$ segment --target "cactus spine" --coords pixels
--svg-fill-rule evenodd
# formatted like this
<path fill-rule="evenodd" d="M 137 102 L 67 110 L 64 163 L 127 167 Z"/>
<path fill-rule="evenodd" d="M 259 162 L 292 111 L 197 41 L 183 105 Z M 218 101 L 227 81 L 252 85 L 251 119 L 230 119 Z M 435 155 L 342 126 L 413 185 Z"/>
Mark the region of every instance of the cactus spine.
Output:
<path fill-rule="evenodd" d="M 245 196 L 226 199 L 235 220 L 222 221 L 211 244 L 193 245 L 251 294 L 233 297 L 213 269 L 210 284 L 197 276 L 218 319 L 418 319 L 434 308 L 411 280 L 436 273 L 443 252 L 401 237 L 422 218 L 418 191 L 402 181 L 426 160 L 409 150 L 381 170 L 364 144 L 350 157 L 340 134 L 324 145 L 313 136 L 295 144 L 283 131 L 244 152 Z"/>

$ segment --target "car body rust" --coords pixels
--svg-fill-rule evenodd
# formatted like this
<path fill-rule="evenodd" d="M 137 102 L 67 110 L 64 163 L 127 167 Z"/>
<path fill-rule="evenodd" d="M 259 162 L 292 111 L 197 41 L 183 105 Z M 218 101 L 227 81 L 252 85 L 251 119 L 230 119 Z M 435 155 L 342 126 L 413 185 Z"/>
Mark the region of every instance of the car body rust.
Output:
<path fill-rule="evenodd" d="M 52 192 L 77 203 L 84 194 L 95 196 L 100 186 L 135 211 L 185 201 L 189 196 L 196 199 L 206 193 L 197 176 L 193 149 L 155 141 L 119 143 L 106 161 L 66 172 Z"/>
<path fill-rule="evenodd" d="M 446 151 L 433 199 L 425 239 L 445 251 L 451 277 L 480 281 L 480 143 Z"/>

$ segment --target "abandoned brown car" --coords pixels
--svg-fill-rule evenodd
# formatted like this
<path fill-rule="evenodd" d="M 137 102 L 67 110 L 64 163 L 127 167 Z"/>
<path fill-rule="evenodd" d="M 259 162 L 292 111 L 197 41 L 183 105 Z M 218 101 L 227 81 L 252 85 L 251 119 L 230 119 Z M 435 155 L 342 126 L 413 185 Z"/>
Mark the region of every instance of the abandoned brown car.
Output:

-- -- --

**Instructions for the task:** What the exercise needs is every record again, word for word.

**Result:**
$ segment --target "cactus spine" --coords pixels
--svg-fill-rule evenodd
# formatted like this
<path fill-rule="evenodd" d="M 137 102 L 67 110 L 64 163 L 127 167 Z"/>
<path fill-rule="evenodd" d="M 259 162 L 292 111 L 197 41 L 183 105 Z M 218 101 L 227 81 L 252 85 L 251 119 L 230 119 Z M 435 155 L 342 126 L 413 185 Z"/>
Mark the region of every instance of the cactus spine.
Output:
<path fill-rule="evenodd" d="M 245 196 L 226 199 L 235 220 L 222 221 L 211 244 L 193 245 L 251 294 L 233 297 L 213 269 L 210 284 L 197 276 L 218 319 L 418 319 L 434 308 L 411 280 L 436 273 L 443 252 L 401 237 L 422 218 L 418 191 L 402 181 L 426 160 L 409 150 L 381 170 L 364 144 L 350 157 L 340 134 L 324 145 L 313 136 L 295 144 L 283 131 L 244 152 Z"/>

$ segment --target "car body rust" --coords pixels
--svg-fill-rule evenodd
# formatted like this
<path fill-rule="evenodd" d="M 137 102 L 67 110 L 64 163 L 127 167 Z"/>
<path fill-rule="evenodd" d="M 259 162 L 292 111 L 197 41 L 183 105 Z M 218 101 L 227 81 L 252 85 L 251 119 L 230 119 Z M 435 155 L 342 126 L 413 185 Z"/>
Mark the region of every instance of the car body rust.
Output:
<path fill-rule="evenodd" d="M 52 192 L 77 203 L 84 194 L 95 196 L 100 186 L 135 211 L 185 201 L 189 196 L 196 199 L 206 193 L 197 176 L 193 149 L 155 141 L 119 143 L 106 161 L 66 172 Z"/>
<path fill-rule="evenodd" d="M 446 151 L 433 199 L 425 239 L 445 251 L 451 277 L 480 281 L 480 143 Z"/>

$ segment --target "abandoned brown car" --coords pixels
--svg-fill-rule evenodd
# formatted like this
<path fill-rule="evenodd" d="M 137 102 L 67 110 L 64 163 L 127 167 Z"/>
<path fill-rule="evenodd" d="M 259 162 L 292 111 L 197 41 L 183 105 Z M 218 101 L 227 81 L 252 85 L 251 119 L 230 119 Z M 435 155 L 342 126 L 413 185 Z"/>
Mark the region of every instance of the abandoned brown car.
Output:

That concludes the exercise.